• _Task to complete_: Copy out everything from the line containing "of the blue" down to the end of the items. Change only the pin coordinates that stand on lines by themselves, multiplying each by 0.95 and rounding it to a whole number, with halves rounded up.

(Pointing records)
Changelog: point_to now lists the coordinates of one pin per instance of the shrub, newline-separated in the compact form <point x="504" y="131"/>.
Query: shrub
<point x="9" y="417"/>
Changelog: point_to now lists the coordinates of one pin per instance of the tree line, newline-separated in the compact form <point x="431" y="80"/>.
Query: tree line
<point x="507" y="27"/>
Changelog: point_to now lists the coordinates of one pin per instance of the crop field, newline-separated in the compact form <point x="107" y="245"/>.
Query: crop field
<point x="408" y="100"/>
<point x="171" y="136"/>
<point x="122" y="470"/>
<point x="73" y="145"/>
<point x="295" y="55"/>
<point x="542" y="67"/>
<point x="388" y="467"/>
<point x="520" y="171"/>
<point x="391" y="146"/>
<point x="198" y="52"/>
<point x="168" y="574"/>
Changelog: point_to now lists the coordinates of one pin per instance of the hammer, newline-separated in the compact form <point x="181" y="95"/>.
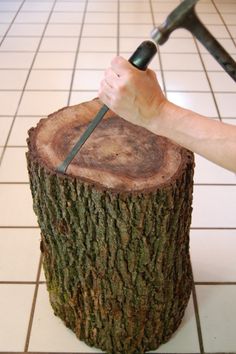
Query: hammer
<point x="184" y="16"/>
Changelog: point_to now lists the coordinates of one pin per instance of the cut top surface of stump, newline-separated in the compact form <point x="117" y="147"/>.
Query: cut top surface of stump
<point x="118" y="155"/>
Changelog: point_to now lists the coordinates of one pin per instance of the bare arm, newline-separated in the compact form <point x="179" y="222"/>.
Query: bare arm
<point x="136" y="96"/>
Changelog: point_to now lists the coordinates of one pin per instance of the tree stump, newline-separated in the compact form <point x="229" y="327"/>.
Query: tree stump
<point x="115" y="228"/>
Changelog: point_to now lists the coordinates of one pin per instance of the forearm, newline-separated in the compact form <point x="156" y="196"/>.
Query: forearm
<point x="214" y="140"/>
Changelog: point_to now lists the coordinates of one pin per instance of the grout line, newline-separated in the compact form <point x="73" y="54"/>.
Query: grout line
<point x="208" y="79"/>
<point x="96" y="51"/>
<point x="27" y="340"/>
<point x="158" y="51"/>
<point x="198" y="322"/>
<point x="11" y="23"/>
<point x="77" y="52"/>
<point x="26" y="81"/>
<point x="222" y="19"/>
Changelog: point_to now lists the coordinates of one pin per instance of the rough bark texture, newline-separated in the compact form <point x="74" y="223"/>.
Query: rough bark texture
<point x="116" y="261"/>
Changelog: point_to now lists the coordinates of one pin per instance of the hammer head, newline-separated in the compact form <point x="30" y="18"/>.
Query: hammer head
<point x="174" y="20"/>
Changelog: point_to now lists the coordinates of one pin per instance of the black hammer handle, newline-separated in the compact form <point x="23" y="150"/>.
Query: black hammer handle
<point x="140" y="59"/>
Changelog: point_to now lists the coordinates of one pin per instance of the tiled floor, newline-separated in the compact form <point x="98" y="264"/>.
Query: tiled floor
<point x="53" y="53"/>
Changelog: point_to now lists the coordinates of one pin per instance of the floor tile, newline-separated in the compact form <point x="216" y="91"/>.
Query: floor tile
<point x="229" y="18"/>
<point x="66" y="17"/>
<point x="232" y="30"/>
<point x="22" y="29"/>
<point x="32" y="17"/>
<point x="102" y="6"/>
<point x="98" y="44"/>
<point x="133" y="7"/>
<point x="58" y="44"/>
<point x="136" y="18"/>
<point x="54" y="61"/>
<point x="15" y="306"/>
<point x="18" y="214"/>
<point x="49" y="333"/>
<point x="185" y="339"/>
<point x="86" y="60"/>
<point x="218" y="326"/>
<point x="64" y="30"/>
<point x="15" y="44"/>
<point x="13" y="166"/>
<point x="5" y="124"/>
<point x="19" y="132"/>
<point x="82" y="96"/>
<point x="18" y="265"/>
<point x="226" y="7"/>
<point x="186" y="81"/>
<point x="90" y="30"/>
<point x="225" y="102"/>
<point x="213" y="255"/>
<point x="16" y="60"/>
<point x="199" y="102"/>
<point x="12" y="79"/>
<point x="9" y="101"/>
<point x="208" y="172"/>
<point x="205" y="7"/>
<point x="160" y="17"/>
<point x="87" y="79"/>
<point x="37" y="6"/>
<point x="9" y="5"/>
<point x="221" y="82"/>
<point x="213" y="206"/>
<point x="210" y="19"/>
<point x="49" y="80"/>
<point x="181" y="62"/>
<point x="161" y="6"/>
<point x="133" y="30"/>
<point x="103" y="18"/>
<point x="3" y="28"/>
<point x="228" y="45"/>
<point x="210" y="63"/>
<point x="7" y="17"/>
<point x="179" y="45"/>
<point x="69" y="6"/>
<point x="230" y="121"/>
<point x="218" y="31"/>
<point x="41" y="103"/>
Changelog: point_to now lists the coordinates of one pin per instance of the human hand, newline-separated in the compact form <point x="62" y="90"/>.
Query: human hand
<point x="131" y="93"/>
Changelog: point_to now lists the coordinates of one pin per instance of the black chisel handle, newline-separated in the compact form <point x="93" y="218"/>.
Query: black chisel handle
<point x="140" y="59"/>
<point x="143" y="55"/>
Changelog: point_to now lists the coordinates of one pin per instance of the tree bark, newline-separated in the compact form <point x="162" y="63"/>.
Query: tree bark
<point x="115" y="229"/>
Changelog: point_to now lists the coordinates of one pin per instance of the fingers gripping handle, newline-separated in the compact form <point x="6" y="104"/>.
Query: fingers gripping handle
<point x="140" y="59"/>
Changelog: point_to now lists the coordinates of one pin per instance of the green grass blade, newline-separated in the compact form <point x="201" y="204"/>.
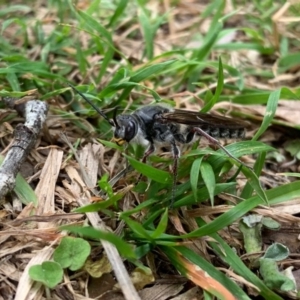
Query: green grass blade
<point x="151" y="172"/>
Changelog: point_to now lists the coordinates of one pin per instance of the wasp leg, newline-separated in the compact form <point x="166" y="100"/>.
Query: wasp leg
<point x="216" y="142"/>
<point x="148" y="152"/>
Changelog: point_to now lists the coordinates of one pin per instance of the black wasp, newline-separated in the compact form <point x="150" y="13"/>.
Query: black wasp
<point x="159" y="125"/>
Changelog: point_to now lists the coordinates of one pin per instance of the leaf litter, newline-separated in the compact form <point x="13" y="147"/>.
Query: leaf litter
<point x="64" y="178"/>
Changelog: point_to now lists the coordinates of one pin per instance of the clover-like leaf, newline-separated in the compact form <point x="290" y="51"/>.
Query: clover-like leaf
<point x="72" y="253"/>
<point x="49" y="273"/>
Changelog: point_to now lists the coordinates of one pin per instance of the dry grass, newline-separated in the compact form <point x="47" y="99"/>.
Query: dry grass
<point x="67" y="161"/>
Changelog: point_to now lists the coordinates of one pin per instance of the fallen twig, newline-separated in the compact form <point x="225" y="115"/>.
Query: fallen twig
<point x="25" y="136"/>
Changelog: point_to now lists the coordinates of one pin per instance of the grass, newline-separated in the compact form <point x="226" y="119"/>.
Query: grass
<point x="233" y="58"/>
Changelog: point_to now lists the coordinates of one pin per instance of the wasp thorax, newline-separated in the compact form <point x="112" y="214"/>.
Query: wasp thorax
<point x="126" y="128"/>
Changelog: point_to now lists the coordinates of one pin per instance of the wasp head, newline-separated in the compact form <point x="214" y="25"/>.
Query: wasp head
<point x="126" y="128"/>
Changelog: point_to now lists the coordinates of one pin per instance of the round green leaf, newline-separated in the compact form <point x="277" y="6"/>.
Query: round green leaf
<point x="72" y="253"/>
<point x="49" y="273"/>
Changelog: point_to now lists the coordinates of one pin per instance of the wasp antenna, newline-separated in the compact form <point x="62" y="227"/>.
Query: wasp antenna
<point x="115" y="116"/>
<point x="93" y="105"/>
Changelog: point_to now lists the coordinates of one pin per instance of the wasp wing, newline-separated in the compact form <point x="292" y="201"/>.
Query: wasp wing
<point x="194" y="118"/>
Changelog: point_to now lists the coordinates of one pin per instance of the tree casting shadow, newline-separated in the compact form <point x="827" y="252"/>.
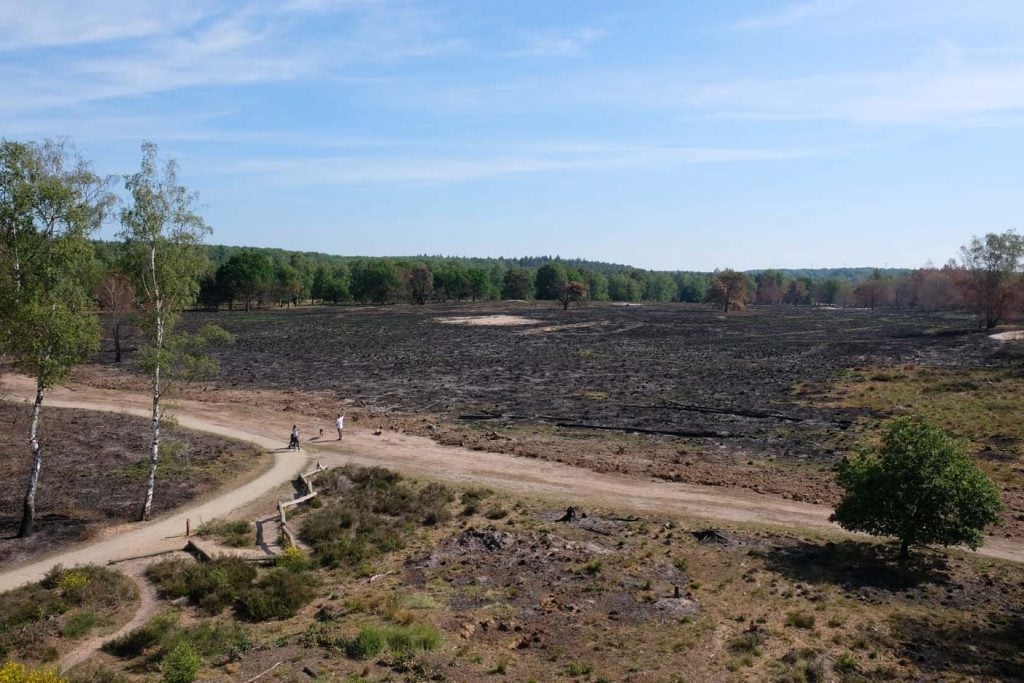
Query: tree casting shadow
<point x="854" y="564"/>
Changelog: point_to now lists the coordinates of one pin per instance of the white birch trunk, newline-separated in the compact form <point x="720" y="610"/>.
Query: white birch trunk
<point x="29" y="513"/>
<point x="155" y="446"/>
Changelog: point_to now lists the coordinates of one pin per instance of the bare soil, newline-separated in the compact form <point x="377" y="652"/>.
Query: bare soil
<point x="676" y="392"/>
<point x="93" y="472"/>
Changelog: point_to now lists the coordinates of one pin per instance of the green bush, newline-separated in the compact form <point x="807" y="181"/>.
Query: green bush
<point x="65" y="604"/>
<point x="279" y="594"/>
<point x="161" y="636"/>
<point x="400" y="640"/>
<point x="134" y="643"/>
<point x="369" y="642"/>
<point x="233" y="534"/>
<point x="212" y="586"/>
<point x="293" y="559"/>
<point x="374" y="511"/>
<point x="182" y="665"/>
<point x="78" y="624"/>
<point x="800" y="620"/>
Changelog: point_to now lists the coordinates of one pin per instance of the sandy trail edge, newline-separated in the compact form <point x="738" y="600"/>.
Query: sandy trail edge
<point x="266" y="426"/>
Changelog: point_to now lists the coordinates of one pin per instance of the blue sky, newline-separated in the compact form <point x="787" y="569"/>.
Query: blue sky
<point x="675" y="134"/>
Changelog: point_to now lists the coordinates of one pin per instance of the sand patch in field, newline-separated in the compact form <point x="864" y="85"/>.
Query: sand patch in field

• _Solution below_:
Changelog: point_to now lists the coordinates of one pin per instance of the blue sky, newline-separated in the compact form <point x="787" y="569"/>.
Query: blue sky
<point x="641" y="127"/>
Changelog: point_to now lists the coordinates of one pin per instance of the sand patch in field, newline-separated in the compact form <point x="864" y="85"/>.
Query: sand patch in field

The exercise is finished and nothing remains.